GOAL -
Reproduce the listing below, replacing each "one dot per instance" with "one point per instance" and keeping every other part unchanged. Leave the pictures out of your answer.

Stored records
>> START

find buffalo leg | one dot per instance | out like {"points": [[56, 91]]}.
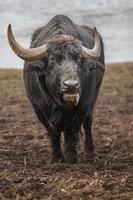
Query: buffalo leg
{"points": [[89, 146], [70, 142], [56, 153]]}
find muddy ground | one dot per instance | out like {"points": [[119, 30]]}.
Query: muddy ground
{"points": [[25, 172]]}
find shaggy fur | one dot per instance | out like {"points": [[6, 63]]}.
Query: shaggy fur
{"points": [[44, 89]]}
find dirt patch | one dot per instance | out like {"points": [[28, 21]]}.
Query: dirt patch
{"points": [[25, 172]]}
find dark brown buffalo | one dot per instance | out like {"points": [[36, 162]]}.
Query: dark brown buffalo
{"points": [[63, 72]]}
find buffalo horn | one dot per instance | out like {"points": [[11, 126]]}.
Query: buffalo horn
{"points": [[93, 54], [26, 54]]}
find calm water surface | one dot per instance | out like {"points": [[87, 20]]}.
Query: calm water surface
{"points": [[113, 19]]}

>> END

RESULT OF THE EXERCISE -
find buffalo leg | one point per instance | out like {"points": [[56, 91]]}.
Query: buffalo leg
{"points": [[89, 146], [70, 142], [56, 153]]}
find muddy ground | one point per instance | out like {"points": [[119, 30]]}.
Query: muddy ground
{"points": [[25, 172]]}
find shaggy fur | one point per instance | out like {"points": [[6, 63]]}.
Query: shaggy fur
{"points": [[44, 89]]}
find dirt patch | one point per instance | out like {"points": [[28, 21]]}.
Query: dirt patch
{"points": [[25, 172]]}
find dark brown buffalo | one point per instance | out like {"points": [[36, 162]]}.
Query: dark brown buffalo
{"points": [[63, 72]]}
find buffalo horn | one point per instance | out like {"points": [[11, 126]]}.
Query: buffalo horn
{"points": [[93, 54], [26, 54]]}
find calm water surface | one point per instance | out like {"points": [[87, 20]]}.
Query: calm water surface
{"points": [[113, 19]]}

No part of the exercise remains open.